[TASK OBJECTIVE] Below are records; reproduce exactly the lines from the one containing "In this exercise you will indicate the shirt" through the end, both included, and only those.

Point localization data
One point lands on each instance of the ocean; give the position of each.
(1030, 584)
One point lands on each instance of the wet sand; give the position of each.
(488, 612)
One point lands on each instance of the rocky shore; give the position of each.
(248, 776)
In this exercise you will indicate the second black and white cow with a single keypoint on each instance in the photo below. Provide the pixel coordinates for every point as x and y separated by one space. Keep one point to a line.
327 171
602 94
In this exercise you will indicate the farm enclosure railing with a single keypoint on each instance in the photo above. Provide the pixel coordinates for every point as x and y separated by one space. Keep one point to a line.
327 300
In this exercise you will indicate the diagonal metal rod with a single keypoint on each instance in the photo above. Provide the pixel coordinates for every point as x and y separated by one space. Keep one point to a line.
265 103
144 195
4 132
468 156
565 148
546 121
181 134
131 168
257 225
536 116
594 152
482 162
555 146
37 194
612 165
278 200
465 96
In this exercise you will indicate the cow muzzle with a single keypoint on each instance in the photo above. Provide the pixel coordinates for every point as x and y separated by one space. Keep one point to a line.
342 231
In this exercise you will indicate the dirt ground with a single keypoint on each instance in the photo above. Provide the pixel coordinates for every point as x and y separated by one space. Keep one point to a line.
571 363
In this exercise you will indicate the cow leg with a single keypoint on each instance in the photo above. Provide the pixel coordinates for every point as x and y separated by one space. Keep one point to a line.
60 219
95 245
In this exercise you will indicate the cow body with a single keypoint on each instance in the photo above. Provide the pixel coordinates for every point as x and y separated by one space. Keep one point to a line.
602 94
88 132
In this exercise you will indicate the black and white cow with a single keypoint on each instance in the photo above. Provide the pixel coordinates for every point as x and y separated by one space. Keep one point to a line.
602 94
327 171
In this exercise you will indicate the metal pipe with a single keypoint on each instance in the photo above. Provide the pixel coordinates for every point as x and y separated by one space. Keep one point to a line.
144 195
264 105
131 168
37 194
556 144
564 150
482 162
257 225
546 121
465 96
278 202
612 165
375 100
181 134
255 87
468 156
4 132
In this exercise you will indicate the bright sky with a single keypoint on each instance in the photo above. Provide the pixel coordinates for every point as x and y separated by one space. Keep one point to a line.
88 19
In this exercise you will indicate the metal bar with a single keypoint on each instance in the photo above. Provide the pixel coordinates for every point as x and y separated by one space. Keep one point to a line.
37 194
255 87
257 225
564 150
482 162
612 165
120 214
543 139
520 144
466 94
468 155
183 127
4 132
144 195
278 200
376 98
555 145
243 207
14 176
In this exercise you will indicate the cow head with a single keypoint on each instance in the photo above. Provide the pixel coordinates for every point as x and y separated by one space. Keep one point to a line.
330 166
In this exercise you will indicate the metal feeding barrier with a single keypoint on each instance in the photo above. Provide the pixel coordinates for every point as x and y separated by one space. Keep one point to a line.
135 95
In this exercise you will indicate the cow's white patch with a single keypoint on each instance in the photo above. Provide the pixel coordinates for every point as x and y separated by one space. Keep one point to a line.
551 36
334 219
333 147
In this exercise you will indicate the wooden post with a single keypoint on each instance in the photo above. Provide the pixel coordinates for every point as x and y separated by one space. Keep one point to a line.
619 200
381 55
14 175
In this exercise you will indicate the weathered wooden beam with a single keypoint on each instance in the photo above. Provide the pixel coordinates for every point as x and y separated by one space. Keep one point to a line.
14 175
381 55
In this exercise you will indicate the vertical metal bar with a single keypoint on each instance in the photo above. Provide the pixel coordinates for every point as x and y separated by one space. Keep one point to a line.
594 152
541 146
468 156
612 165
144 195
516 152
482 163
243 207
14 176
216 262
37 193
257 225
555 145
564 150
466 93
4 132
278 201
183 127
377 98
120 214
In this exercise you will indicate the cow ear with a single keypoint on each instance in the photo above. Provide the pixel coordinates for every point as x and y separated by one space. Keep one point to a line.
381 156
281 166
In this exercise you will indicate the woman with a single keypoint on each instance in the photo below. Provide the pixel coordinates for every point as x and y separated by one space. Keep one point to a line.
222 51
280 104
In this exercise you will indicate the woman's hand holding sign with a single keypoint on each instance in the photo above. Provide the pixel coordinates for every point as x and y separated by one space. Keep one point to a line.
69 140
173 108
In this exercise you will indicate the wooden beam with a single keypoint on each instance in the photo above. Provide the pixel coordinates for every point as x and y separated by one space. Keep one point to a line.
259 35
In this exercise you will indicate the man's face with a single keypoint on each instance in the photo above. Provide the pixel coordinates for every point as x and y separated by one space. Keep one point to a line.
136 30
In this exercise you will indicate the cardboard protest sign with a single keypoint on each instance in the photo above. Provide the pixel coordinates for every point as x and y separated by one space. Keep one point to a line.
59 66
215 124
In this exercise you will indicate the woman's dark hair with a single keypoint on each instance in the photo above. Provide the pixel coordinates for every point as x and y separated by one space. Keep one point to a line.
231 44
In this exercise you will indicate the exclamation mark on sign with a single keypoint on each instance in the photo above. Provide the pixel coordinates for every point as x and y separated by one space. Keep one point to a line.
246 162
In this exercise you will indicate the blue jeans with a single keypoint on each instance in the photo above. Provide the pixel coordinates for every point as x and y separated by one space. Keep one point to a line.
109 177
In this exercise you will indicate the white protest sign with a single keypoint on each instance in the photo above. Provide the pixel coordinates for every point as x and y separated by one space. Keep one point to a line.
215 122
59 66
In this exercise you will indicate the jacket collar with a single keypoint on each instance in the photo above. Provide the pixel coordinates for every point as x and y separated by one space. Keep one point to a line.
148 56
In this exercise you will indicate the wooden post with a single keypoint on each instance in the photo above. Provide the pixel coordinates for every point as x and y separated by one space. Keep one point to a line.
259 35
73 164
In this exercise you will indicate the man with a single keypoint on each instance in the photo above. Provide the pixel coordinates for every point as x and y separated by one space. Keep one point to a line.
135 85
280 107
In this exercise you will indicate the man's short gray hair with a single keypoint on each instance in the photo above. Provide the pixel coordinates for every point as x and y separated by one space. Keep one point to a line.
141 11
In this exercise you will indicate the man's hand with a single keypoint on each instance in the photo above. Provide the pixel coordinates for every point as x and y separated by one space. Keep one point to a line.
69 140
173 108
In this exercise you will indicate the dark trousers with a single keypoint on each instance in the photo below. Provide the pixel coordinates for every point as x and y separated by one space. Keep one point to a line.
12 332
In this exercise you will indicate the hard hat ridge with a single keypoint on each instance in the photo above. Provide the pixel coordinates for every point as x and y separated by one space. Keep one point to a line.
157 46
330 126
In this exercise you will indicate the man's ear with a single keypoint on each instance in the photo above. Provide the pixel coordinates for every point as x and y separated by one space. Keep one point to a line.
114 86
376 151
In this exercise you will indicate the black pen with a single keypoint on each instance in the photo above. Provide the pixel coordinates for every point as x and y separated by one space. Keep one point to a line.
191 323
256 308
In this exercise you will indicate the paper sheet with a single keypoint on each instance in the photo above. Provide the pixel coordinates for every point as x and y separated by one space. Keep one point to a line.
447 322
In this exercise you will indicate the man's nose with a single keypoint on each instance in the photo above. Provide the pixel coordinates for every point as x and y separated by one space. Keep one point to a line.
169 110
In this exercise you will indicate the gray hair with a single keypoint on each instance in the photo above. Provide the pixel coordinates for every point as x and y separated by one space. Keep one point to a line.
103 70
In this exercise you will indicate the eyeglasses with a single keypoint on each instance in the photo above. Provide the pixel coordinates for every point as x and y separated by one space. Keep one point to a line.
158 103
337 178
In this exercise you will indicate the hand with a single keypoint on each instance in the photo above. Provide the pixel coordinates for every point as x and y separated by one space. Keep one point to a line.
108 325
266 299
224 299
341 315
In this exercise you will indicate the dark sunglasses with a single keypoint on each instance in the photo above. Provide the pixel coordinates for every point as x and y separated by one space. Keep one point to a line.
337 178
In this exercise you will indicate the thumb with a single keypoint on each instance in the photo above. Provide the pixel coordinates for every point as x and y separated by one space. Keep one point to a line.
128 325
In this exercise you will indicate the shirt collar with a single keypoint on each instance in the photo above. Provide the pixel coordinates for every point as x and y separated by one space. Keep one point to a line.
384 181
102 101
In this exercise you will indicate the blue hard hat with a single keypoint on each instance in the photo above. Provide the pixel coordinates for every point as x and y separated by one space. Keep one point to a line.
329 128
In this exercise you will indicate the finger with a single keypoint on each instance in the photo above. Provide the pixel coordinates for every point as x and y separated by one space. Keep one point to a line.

[TASK OUTPUT]
In this exercise you will indicate the shirt collar with a single keypoint on each instance in the photo above. Provide the pixel coordinates for every point as x and y separated by one space. Keep one point to a line.
384 181
102 101
In this exercise you will indicate the blue hard hat with a single keypoint on each instance in the photo above. Provide the pixel coordinates for every point as x and y separated by one space. Keep one point to a line.
329 128
In this exercise you will indicate the finger with a single keypoint on each instance in the photo above. Provide the pixel coordinates for every point as x and y separated by one space. Keep one point to a line.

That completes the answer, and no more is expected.